━━ Dataset ━━

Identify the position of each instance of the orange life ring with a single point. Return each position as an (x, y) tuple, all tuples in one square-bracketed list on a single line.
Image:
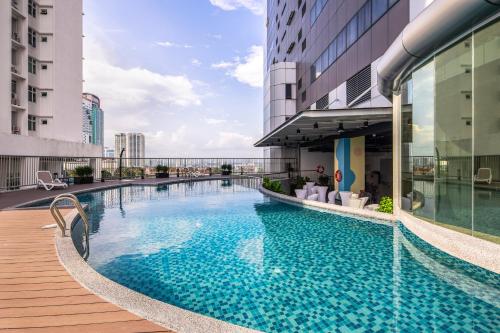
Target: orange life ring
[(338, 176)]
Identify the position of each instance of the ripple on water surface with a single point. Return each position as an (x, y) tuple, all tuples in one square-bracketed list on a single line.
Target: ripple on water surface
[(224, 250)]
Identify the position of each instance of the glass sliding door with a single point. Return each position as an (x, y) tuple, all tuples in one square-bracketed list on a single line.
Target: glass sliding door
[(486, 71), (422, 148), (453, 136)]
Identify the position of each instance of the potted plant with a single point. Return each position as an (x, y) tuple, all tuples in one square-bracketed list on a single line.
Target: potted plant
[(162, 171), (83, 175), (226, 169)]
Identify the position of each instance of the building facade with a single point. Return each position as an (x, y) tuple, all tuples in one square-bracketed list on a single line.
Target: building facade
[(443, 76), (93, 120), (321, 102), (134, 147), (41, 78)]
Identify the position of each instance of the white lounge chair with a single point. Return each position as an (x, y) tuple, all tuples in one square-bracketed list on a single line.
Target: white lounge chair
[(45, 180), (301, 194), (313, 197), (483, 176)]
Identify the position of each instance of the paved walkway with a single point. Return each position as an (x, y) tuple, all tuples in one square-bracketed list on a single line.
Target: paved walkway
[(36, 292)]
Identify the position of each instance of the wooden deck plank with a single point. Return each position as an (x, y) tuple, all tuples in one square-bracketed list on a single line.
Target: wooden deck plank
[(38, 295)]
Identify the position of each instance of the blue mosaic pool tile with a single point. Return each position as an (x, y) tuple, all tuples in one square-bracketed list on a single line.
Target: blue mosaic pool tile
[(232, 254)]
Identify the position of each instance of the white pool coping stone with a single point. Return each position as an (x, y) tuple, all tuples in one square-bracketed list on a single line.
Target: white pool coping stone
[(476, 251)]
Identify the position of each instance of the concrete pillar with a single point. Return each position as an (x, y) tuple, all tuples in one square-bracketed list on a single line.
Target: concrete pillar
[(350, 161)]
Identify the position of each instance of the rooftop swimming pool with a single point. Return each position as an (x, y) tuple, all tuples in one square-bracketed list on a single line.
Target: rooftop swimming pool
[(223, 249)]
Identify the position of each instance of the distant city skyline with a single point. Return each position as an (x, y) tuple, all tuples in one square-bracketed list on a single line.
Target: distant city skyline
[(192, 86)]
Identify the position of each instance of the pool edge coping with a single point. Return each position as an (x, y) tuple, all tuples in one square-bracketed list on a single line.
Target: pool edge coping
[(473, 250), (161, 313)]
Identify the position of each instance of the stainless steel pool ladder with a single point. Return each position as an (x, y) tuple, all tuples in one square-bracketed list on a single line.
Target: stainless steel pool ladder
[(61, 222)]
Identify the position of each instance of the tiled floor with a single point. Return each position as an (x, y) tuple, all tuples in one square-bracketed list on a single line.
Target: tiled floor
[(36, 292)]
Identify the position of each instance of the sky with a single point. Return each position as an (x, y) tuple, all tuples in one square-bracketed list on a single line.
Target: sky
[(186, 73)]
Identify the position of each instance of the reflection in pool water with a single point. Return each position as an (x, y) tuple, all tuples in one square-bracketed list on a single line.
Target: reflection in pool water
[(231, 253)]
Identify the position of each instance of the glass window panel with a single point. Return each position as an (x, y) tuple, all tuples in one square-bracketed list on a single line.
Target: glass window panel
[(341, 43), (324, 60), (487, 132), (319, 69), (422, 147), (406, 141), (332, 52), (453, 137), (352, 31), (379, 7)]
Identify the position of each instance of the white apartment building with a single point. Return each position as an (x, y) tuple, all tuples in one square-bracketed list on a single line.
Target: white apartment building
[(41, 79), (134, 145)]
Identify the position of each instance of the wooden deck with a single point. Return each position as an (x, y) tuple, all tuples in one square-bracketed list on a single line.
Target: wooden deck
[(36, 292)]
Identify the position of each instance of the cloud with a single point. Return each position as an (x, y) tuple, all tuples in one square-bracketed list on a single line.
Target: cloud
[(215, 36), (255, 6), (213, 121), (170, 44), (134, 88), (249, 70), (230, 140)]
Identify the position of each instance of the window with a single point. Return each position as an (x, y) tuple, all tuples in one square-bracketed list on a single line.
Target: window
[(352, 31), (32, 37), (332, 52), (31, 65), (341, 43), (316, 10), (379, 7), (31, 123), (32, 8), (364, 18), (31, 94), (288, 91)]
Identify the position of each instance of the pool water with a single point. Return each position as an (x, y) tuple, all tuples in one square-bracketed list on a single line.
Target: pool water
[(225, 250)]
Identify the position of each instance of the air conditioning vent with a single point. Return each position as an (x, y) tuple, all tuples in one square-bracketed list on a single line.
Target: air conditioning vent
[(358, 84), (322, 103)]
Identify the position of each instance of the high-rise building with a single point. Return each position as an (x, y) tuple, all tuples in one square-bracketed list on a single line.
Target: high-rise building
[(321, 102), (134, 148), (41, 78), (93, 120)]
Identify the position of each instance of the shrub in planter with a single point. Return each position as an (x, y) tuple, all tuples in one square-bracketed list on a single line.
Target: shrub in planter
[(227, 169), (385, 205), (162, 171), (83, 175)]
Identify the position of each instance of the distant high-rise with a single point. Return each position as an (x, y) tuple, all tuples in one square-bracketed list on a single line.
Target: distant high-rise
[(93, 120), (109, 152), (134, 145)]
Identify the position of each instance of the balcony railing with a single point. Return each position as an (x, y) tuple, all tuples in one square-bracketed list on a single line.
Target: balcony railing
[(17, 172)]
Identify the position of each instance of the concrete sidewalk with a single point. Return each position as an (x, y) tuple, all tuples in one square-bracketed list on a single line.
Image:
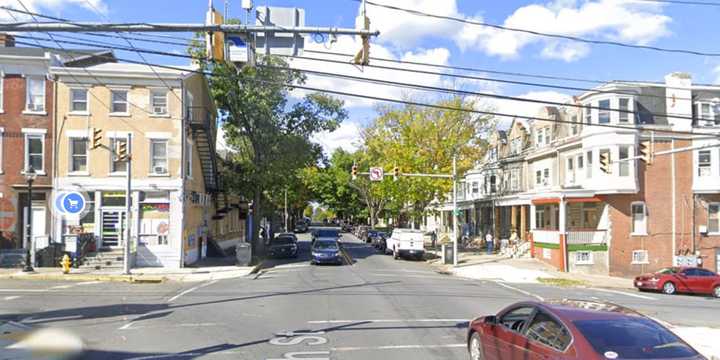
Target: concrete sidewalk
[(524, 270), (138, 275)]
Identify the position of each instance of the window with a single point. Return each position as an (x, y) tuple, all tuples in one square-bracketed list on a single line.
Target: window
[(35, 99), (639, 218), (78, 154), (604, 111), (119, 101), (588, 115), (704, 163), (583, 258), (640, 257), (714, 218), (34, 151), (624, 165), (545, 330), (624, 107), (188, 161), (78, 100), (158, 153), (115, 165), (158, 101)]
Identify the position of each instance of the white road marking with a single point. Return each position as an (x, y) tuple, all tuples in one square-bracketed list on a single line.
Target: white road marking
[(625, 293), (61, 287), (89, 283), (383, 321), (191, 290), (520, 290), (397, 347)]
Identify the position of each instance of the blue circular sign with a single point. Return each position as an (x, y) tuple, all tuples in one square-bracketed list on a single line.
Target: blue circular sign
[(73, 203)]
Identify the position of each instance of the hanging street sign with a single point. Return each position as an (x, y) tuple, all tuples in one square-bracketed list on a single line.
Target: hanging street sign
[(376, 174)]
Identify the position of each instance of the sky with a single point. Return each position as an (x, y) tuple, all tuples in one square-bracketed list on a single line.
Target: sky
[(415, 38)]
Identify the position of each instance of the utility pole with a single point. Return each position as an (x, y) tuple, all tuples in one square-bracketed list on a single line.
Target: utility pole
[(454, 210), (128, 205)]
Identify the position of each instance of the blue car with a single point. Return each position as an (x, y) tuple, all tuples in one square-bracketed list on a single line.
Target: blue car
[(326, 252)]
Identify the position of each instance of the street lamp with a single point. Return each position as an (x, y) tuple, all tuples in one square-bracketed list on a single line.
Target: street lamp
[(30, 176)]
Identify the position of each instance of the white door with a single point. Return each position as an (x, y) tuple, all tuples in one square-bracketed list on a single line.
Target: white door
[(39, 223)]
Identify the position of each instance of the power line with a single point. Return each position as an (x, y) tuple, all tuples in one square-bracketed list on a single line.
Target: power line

━━━

• Exercise prompt
Copy out every line of the items above word for word, omitting the pictures.

• Answer to this exercise
Identify the position of each instance of the orange life ring with a single point. Return each position as an (x, y) tuple, all tuples in one square-bracketed list on a single line.
Image:
Target: orange life ring
[(338, 176)]
Identify the position of each instance of the ripple on water surface with a single point. Return each position as an (x, y) tuple, all tuples in one square-bracketed list on a single line.
Target: ripple on water surface
[(224, 250)]
Identify the position of each instance of the glass sliding door with a single point. Return each position as an (x, y) tuple, all tuples in one square-bracketed list on a single line.
Target: glass sliding door
[(486, 71), (422, 148), (453, 136)]
Identify the position of each instance of the potted plant with a single point. Return each position as an (x, y) tuple, all tuples in one square-bracketed list on a single line.
Target: potted plant
[(162, 171), (83, 175), (226, 169)]
Identify the position of each instance of the building facade with a single point. Return each position as an (x, y) tuple, all tuples in one square-bracketed list on a single line.
Target: building facade
[(443, 76), (93, 120), (321, 102), (134, 147), (41, 78)]
Identify the position of each instance of the white lounge chair with a single point. Return each position as an (x, y) tuple, all tuples in one square-bracketed list on a single line.
Target: white lounge chair
[(45, 180), (301, 194), (313, 197), (483, 176)]
Identify the position of each instance of the paved walkway with a single point. Return each position as an (x, y) tuple, all tuples in one square-bracketed list on a single line.
Target: paved walkway
[(36, 292)]
Identify the position of each instance of the wooden deck plank with a single point. Return each position as an (x, y) tuple, all tuples in one square-bracketed list on a single line.
Target: wooden deck plank
[(38, 295)]
Identify the position of each instance of the blue mosaic pool tile with a single point. Return each position as an (x, y) tuple, all tuples in one square-bracketed list on a single line.
Target: blue mosaic pool tile
[(232, 254)]
Identify the position of each instance of the white pool coping stone with a single point. Return each position as an (x, y) tuple, all tuples in one square-bracketed list on a single line.
Target: white pool coping stone
[(476, 251)]
Identify the position of each instance of the concrete pillar with a single point. Return each position as an (x, y) tuple, all tuples in one square-bracketed list on a single line.
Target: concrete pillar
[(350, 161)]
Identify the position of each instance of the rooftop swimming pool with a single point. Return each position as an (x, y) tuple, all tuples in one square-bracketed list on a single line.
Target: rooftop swimming pool
[(223, 249)]
Identify the position of each instance of the distant city skyline with a single point. Return each position as an (x, y) tuple, all tuples in one square-bracketed list on a single line.
Target: distant city skyline
[(192, 86)]
Identify the position of each instance of the pool edge coping with a single point. Return each position as an (x, y) tuple, all tuples in one square-bracketed list on a single line.
Target: pool edge coping
[(473, 250), (161, 313)]
Identify the position of each instance of the stainless steel pool ladder with a single point. Return each position as an (x, y) tuple, all tuples in one square-bracketed list on a single line.
Target: stainless steel pool ladder
[(61, 222)]
Identify the position of each instance of the tiled floor with a single point. Return each position as an (x, y) tuple, all tuples in one square-bracketed list on a single line.
Target: tiled floor
[(36, 292)]
Identify the position of each instance of the sky with a single point. Return each position as an (x, y) tuple, all tuples in one square-bracketed list on a single line.
Target: sky
[(186, 73)]
Identify the position of each instance of the reflection in pool water with a single point. Return each position as an (x, y) tuple, all tuples in one square-bracketed list on a single line.
Target: reflection in pool water
[(231, 253)]
Identify the position of each instance of the glass window panel with a single point. Return each position as an (x, y) tuple, all tuples in one square-bracketed list on a single line.
Target: glass window panel
[(341, 43), (324, 60), (487, 132), (319, 69), (422, 147), (406, 141), (332, 52), (453, 137), (352, 31), (379, 7)]
Identify the position of each instance of the white apartment building with a single point. Return each position as an (x, y) tuple, all tuples in one square-bracketed list on a single line.
Target: white apartment building
[(41, 79), (134, 145)]
Identify the position of each instance of the wooden deck with a single point. Return each position as an (x, y) tuple, all tuples in one square-bracketed list on a single line.
Target: wooden deck
[(36, 292)]
Identify the position of each instance of the cloud with a single point. Return each position as an (x, y) tuple, all tuples in one square-bracketed list on a single line.
Target: cloud
[(215, 36), (255, 6), (213, 121), (170, 44), (134, 88), (249, 70), (230, 140)]
Identify the position of each instance of the window with a single point. Return each position as an (x, y) tuple, all tuples in one square-bracketed list on a single line.
Target: window
[(352, 31), (32, 37), (332, 52), (31, 65), (341, 43), (316, 10), (379, 7), (31, 123), (32, 8), (364, 18), (31, 94), (288, 91)]
Identify the position of each instance of the pool water with a single point. Return each position as an (x, y) tuple, all tuples in one square-bracketed list on a single line.
Target: pool water
[(225, 250)]
Identify the position of each instance of the air conditioning vent with a single point. Return each position as an (x, y) tuple, all tuples in one square-bracketed list on a single line.
Target: air conditioning vent
[(358, 84), (322, 103)]
Identify the position of each instance of the high-rise building with a single point. Return each position as an (x, y) tuple, all tuples in one square-bracketed list on a single line.
Target: high-rise building
[(321, 102), (134, 148), (41, 78), (93, 120)]
Identify the position of each instance of the shrub in planter with a single point. Return each position as an (x, y) tuple, all tuples in one square-bracketed list on a single line.
Target: shrub in planter
[(227, 169), (385, 205), (162, 171), (83, 175)]
Identify the position of each instance of the distant high-rise with a single point. Return each position as an (x, y) tuple, all tuples in one square-bracketed list on a single line.
Target: distant high-rise
[(93, 120), (109, 152), (134, 145)]
Identify the position of each instance of the balcony railing with a single point. Return each position as an (x, y) tuple, all tuples in one square-bracketed list on a single line.
Target: balcony railing
[(17, 172)]
Identify the position of each instance of the concrete sidewalk with a single point. Return each position as an (x, y) tuple, all tuples in one square-bracketed list on a single line.
Image:
Target: concrete sidewalk
[(524, 270), (138, 275)]
Identify the position of each instance of the window with a single point. Return each position as an (x, y) tuple, all tuples in one square-bracketed list on a single line.
Target: window
[(35, 99), (639, 218), (78, 154), (604, 111), (119, 101), (588, 115), (704, 163), (583, 258), (640, 257), (714, 218), (34, 151), (624, 165), (545, 330), (624, 107), (188, 161), (78, 100), (158, 153), (115, 165), (158, 101)]
Identify the position of each instance of the white road marking with a single point. Return each position as an (x, y) tuple, all tuples in one square-bracketed list on a single line.
Target: white road marking
[(625, 293), (61, 287), (89, 283), (383, 321), (191, 290), (520, 290), (397, 347)]
Identify the position of each instance of the blue circular sign with a single point. Return each position as an (x, y) tuple, all tuples in one square-bracketed list on a single line.
Target: blue circular sign
[(73, 203)]
Identify the position of each instance of the hanging street sign with a single point. Return each position as an (x, y) tuple, all tuples in one square-bracketed list on a single line.
Target: hanging street sign
[(376, 174)]
Identify the position of each instance of the sky with a single point. Return each position as an (x, y) tuple, all tuples in one square-bracketed list on a single line.
Target: sky
[(415, 38)]
Identify the position of each instance of the utility pole with a single point. Return each position as an (x, y) tuple, all tuples in one square-bracketed list on a single line.
Target: utility pole
[(454, 210), (128, 205)]
Identify the position of each instance of the blue car with a single point. Return each position as an (x, y) tuple, all tuples in one square-bracketed list on a single line.
Target: blue car
[(326, 252)]
Identify the position of each instance of the street lamp with a single point. Return each position as an (x, y) tuple, all tuples in one square-bracketed list on a single line.
Target: street lamp
[(30, 176)]
Identify the position of each instance of the white door with a single point. Return each position as an (x, y) tuple, all tuples in one square-bracketed list on a single line.
Target: white door
[(39, 223)]
Identify the position of each instance of the power line with a single point. Return each position as an (x, y) tuple, all tuples in one square-bracketed list on a single line.
Target: power line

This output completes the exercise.